→ Brano di testo:

Banz cult

DI JACK SPARRA

Banz Cult del numero 14: Colle der Fomento!!



A distanza di vent'anni si può affermare senza molte possibilità di errore che gli anni fra il 1995 e il 1997 segnarono il definitivo decollo della cultura hip hop in Italia - e, lo ammetto, è stato il periodo in cui mi ci sono avvicinato pure io.
Dopo il botto di SXM dei Sangue Misto venne data alle stampe senza quasi soluzione di continuità una serie di dischi divenuti oramai dei classici del rap nostrano, fino al successo nazionale di gruppi come Articolo 31, Sottotono e lo stesso Neffa, che a prescindere da qualsiasi giudizio a priori o a posteriori ebbero l'innegabile merito di far accostare al genere musicale, con tutto ciò che ci ruotava attorno, un vero e proprio esercito di ragazzi, perlopiù studenti delle superiori.

→ Compiti da svolgere:
A. Secondo il testo sull'hip hop in Italia, in quali anni la cultura hip hop ebbe il suo definitivo decollo nel paese?
B. Trascrivi dal testo sull'hip hop in Italia il passo che comincia con "Dopo il botto" e prosegue fino a "studenti delle superiori.".
Il materiale non ha alcun legame con il testo sull'hip hop in Italia.

→ Sezione dati:
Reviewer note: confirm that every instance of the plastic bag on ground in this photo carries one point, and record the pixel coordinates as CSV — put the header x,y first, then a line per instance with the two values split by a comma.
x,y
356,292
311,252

→ Risposte per compito:
A. Fra il 1995 e il 1997.

B.
Dopo il botto di SXM dei Sangue Misto venne data alle stampe senza quasi soluzione di continuità una serie di dischi divenuti oramai dei classici del rap nostrano, fino al successo nazionale di gruppi come Articolo 31, Sottotono e lo stesso Neffa, che a prescindere da qualsiasi giudizio a priori o a posteriori ebbero l'innegabile merito di far accostare al genere musicale, con tutto ciò che ci ruotava attorno, un vero e proprio esercito di ragazzi, perlopiù studenti delle superiori.